§ REQUIRED WORK
Can you render the records below as a JSON list of strings, one string for each line, with blank lines left out?

§ RECORDS FOR THIS TASK
====
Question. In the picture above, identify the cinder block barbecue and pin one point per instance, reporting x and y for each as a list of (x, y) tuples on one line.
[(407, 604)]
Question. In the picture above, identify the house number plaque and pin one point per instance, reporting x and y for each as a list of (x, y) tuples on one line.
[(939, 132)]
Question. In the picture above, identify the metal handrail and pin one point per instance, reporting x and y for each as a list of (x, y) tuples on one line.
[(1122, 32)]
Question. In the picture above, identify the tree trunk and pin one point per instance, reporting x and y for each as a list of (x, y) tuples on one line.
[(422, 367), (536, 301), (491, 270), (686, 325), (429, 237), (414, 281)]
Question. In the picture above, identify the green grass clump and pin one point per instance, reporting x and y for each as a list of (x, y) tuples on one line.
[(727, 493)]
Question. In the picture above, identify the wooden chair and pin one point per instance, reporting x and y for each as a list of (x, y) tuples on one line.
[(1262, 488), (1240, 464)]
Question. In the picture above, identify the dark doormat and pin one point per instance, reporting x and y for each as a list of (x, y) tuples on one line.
====
§ EXPECTED ANSWER
[
  "Question. In the picture above, identify the cinder block barbecue and pin one point per instance, reporting x and y for each as a list of (x, y) tuples on one line.",
  "[(407, 604)]",
  "Question. In the picture above, identify the house number plaque and pin one point per instance, reporting x and y for each as a list of (x, y) tuples on one line.",
  "[(939, 132)]",
  "Question. In the picture above, identify the metal handrail and pin one point per instance, reporting x and y for each as a list of (x, y) tuples on one line.",
  "[(1122, 32)]",
  "Question. In the picture above, identify the tree trunk and pin one point per instance, reporting x and y for each as a list of (x, y) tuples on one line.",
  "[(422, 367), (536, 301), (491, 270), (686, 325), (429, 237), (414, 281)]",
  "Question. In the picture above, identify the green grass clump and pin one point per instance, reporting x and y for each as a list of (x, y) tuples on one line.",
  "[(727, 493)]",
  "Question. In the picture above, identify the wooden chair and pin one point per instance, reporting x and y for each as a list of (x, y) tuples on one line.",
  "[(1262, 488), (1240, 464)]",
  "Question. In the picture above, identify the dark doormat and pin one point per instance, reporting x and y for each as a list of (x, y) tuples on one line."
]